Bulan lalu adalah salah satu bulan terberat dalam hidupku. Suamiku yang 2,5 tahun terakhir tidak pernah sakit tiba-tiba saja merasa tidak enak badan. Waktu itu hari Minggu. Sore hari sepulang kerja, mas mengeluhkan demam, flu dan pegal-pegal. Segera saja aku minta mas untuk istirahat. Aku pegang keningnya dan ternyata memang hangat. Segera saja kuberikan obat penurun panas dan flu. Tiga hari berlalu, sakit mas belum tuntas juga. Beberapa jam membaik, lalu panasnya kembali menyerang ditambah pusing, lemas dan nyeri sendi.

● **Kutipan Baris**
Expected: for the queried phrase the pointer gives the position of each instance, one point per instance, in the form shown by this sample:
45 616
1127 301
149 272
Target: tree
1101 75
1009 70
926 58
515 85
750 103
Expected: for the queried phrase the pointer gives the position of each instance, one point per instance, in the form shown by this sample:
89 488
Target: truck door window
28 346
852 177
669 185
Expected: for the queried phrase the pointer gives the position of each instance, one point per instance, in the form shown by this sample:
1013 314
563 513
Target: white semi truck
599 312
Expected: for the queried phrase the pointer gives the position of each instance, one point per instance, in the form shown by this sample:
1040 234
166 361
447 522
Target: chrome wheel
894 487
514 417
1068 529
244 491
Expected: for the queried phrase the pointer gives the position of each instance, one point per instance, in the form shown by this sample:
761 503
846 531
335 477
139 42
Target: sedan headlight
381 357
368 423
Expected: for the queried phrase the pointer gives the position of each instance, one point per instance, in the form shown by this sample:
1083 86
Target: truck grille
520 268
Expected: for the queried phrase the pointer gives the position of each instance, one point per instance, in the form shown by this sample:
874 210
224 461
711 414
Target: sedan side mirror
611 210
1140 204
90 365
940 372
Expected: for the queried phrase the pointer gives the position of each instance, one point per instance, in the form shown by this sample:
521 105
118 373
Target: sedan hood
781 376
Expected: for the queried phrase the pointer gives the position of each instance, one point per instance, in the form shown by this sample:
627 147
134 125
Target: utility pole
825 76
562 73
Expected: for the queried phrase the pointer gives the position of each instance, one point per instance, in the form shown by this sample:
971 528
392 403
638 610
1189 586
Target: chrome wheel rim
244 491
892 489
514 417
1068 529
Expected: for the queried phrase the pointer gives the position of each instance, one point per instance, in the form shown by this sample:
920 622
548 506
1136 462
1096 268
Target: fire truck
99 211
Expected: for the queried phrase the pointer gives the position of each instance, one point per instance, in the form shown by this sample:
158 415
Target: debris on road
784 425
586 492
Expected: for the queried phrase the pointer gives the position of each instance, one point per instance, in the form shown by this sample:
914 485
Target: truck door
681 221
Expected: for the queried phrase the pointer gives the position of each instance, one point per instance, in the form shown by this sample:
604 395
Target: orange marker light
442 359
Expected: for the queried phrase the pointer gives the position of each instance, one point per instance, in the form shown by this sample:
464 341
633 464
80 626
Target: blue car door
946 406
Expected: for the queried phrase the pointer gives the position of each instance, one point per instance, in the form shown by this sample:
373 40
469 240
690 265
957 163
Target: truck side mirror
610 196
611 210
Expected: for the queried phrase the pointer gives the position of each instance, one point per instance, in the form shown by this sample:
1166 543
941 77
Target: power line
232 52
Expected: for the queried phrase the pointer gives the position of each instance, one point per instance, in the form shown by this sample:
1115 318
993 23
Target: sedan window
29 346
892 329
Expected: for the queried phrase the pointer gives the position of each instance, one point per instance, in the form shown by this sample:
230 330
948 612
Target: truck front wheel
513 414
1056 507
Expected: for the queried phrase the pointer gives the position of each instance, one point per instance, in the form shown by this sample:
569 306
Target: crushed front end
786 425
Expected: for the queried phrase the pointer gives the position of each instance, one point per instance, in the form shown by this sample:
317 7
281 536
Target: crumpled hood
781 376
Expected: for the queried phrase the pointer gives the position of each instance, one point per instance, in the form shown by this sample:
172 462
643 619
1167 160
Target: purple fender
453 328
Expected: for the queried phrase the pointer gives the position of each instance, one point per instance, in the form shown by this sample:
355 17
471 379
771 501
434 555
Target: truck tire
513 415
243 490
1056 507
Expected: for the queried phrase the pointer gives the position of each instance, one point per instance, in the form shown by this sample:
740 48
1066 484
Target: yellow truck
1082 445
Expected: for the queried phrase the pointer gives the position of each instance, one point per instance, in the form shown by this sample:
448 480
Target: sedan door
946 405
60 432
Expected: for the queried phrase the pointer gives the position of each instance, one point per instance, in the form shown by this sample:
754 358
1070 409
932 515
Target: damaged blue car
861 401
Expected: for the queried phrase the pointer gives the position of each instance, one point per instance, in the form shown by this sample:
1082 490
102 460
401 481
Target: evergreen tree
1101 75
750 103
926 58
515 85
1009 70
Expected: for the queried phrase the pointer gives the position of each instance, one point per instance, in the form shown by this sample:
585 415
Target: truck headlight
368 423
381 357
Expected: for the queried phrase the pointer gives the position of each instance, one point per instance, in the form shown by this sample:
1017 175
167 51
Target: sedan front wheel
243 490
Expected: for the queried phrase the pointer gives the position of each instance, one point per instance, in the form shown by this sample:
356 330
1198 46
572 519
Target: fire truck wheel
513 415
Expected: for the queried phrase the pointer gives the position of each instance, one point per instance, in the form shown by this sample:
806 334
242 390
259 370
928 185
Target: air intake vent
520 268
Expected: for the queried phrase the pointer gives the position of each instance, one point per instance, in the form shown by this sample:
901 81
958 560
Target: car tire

● **Perintah Soal**
Tulis ulang bagian teks bacaan yang dimulai pada kata-kata "Bulan lalu adalah" dan berakhir setelah "dan nyeri sendi.", dengan mengganti "demam" menjadi "meriang". Kerjakan hanya berdasarkan teks bacaan.

● **Hasil Soal**
Bulan lalu adalah salah satu bulan terberat dalam hidupku. Suamiku yang 2,5 tahun terakhir tidak pernah sakit tiba-tiba saja merasa tidak enak badan. Waktu itu hari Minggu. Sore hari sepulang kerja, mas mengeluhkan meriang, flu dan pegal-pegal. Segera saja aku minta mas untuk istirahat. Aku pegang keningnya dan ternyata memang hangat. Segera saja kuberikan obat penurun panas dan flu. Tiga hari berlalu, sakit mas belum tuntas juga. Beberapa jam membaik, lalu panasnya kembali menyerang ditambah pusing, lemas dan nyeri sendi.